Stored records:
========================================================================

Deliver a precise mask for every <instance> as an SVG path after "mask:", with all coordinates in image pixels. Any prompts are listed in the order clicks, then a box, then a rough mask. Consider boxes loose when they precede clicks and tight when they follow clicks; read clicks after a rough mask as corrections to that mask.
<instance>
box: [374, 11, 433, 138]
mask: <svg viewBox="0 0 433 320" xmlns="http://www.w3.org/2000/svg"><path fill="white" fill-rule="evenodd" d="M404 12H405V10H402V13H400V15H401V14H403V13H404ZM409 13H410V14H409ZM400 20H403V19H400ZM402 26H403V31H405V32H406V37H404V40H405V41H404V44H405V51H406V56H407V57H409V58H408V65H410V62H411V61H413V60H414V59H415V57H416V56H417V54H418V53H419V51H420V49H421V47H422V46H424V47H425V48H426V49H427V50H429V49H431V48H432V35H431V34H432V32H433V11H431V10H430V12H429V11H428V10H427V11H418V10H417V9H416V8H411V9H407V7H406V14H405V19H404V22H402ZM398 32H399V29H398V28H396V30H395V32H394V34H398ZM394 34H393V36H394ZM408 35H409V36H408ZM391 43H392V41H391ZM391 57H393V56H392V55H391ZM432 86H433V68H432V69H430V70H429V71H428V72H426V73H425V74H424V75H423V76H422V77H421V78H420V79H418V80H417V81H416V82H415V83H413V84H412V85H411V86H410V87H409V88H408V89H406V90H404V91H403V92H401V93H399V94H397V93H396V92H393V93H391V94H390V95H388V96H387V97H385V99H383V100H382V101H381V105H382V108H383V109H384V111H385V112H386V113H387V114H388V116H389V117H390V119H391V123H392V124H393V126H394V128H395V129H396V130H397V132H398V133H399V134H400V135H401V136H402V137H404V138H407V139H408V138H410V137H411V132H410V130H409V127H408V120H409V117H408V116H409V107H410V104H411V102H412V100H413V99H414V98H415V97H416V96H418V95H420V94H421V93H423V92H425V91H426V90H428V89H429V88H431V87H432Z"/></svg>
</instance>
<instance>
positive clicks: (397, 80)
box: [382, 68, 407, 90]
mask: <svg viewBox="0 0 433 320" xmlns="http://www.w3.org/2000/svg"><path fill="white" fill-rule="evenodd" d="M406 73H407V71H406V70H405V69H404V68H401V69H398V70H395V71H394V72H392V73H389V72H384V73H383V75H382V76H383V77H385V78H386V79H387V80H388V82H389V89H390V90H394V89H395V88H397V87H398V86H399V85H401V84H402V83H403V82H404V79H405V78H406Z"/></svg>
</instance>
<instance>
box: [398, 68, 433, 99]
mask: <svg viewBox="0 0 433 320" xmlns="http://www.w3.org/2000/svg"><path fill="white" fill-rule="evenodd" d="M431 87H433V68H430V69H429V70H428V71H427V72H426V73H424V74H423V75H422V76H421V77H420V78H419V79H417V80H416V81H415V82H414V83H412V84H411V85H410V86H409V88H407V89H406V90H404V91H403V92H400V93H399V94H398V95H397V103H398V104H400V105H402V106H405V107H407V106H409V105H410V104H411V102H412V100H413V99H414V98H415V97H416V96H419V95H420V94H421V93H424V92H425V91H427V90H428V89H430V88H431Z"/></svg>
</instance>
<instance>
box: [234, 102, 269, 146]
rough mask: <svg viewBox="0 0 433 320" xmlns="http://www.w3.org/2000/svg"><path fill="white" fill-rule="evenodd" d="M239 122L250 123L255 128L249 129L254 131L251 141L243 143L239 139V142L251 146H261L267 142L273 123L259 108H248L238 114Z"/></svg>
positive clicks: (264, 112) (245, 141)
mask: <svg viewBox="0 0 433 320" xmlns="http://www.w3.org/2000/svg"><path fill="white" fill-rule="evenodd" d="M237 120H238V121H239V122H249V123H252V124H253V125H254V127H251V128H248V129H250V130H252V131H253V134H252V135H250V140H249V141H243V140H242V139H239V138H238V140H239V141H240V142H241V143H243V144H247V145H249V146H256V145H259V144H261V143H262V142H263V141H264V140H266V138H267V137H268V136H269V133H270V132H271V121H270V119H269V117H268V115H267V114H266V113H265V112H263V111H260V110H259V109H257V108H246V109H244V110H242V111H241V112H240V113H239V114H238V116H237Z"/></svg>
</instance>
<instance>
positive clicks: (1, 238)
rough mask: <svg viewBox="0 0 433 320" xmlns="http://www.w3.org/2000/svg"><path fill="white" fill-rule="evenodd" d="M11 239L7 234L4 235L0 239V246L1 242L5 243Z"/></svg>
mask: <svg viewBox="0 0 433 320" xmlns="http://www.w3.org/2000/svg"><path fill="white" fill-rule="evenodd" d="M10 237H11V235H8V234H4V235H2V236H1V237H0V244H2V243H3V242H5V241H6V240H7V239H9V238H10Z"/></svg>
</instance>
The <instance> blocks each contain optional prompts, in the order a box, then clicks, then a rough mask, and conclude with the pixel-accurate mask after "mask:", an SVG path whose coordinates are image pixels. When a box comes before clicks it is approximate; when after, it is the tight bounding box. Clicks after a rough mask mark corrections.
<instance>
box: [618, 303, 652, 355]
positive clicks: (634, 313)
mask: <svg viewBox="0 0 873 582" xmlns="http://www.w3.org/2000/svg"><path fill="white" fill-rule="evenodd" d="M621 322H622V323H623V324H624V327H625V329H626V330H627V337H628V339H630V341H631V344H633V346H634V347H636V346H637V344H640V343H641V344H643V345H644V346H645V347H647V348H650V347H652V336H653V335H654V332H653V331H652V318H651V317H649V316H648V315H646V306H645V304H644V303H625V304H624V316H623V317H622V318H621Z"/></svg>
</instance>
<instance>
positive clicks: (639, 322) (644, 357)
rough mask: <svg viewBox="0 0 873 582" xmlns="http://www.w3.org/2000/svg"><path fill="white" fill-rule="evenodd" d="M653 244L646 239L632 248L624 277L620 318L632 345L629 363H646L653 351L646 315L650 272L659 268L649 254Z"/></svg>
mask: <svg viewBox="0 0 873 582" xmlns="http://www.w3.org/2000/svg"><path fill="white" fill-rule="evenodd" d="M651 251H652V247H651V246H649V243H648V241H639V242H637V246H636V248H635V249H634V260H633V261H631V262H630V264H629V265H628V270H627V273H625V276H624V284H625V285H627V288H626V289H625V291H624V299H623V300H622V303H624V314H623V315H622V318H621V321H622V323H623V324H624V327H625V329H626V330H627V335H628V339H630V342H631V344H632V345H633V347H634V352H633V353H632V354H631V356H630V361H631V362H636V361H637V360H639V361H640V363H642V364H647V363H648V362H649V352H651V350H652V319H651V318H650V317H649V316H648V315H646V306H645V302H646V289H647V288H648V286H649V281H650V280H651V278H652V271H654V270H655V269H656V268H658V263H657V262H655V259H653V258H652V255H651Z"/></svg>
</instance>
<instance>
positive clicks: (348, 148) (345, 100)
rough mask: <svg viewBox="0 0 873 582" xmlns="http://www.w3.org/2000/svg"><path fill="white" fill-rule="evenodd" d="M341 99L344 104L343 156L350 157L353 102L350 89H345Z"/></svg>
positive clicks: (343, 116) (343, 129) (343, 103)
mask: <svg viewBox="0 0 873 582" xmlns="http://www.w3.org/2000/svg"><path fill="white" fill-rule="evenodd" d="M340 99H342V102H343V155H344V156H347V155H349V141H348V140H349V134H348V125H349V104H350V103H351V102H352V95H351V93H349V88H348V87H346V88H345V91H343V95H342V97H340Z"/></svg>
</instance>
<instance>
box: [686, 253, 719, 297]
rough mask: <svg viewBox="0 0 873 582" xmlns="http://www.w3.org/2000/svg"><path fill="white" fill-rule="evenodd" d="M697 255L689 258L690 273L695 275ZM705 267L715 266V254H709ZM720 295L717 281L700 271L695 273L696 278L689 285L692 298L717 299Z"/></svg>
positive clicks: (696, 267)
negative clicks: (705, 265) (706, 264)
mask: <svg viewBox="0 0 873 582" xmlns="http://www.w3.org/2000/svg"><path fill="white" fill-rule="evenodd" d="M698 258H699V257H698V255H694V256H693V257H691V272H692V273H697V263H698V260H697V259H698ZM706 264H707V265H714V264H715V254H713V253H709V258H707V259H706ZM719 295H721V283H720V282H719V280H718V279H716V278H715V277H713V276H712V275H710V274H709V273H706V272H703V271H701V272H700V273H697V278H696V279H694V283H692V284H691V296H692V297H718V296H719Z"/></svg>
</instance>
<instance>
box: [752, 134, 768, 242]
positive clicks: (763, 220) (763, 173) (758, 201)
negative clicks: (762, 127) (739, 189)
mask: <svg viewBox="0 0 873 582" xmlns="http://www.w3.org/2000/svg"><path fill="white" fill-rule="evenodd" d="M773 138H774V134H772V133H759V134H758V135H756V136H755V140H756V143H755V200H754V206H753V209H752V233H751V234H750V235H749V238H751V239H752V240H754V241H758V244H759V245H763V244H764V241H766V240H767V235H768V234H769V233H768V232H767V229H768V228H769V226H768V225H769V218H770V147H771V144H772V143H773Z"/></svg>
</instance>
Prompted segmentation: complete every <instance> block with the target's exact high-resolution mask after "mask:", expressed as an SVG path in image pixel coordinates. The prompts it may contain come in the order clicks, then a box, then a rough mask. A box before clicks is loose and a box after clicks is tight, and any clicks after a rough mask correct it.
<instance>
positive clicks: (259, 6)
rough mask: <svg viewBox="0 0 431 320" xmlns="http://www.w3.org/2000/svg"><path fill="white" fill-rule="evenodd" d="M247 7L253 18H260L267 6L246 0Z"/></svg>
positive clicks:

========================================================================

**Assignment**
Extract, unchanged, the portion of the listing that begins with its first line and ends with the line containing "box: [374, 11, 433, 138]", including both of those lines.

**Written answer**
Deliver a precise mask for every <instance> as an SVG path after "mask:", with all coordinates in image pixels. Any prompts are listed in the order clicks, then a box, then a rough mask. Consider boxes loose when they precede clicks and tight when they follow clicks; read clicks after a rough mask as corrections to that mask.
<instance>
box: [374, 11, 433, 138]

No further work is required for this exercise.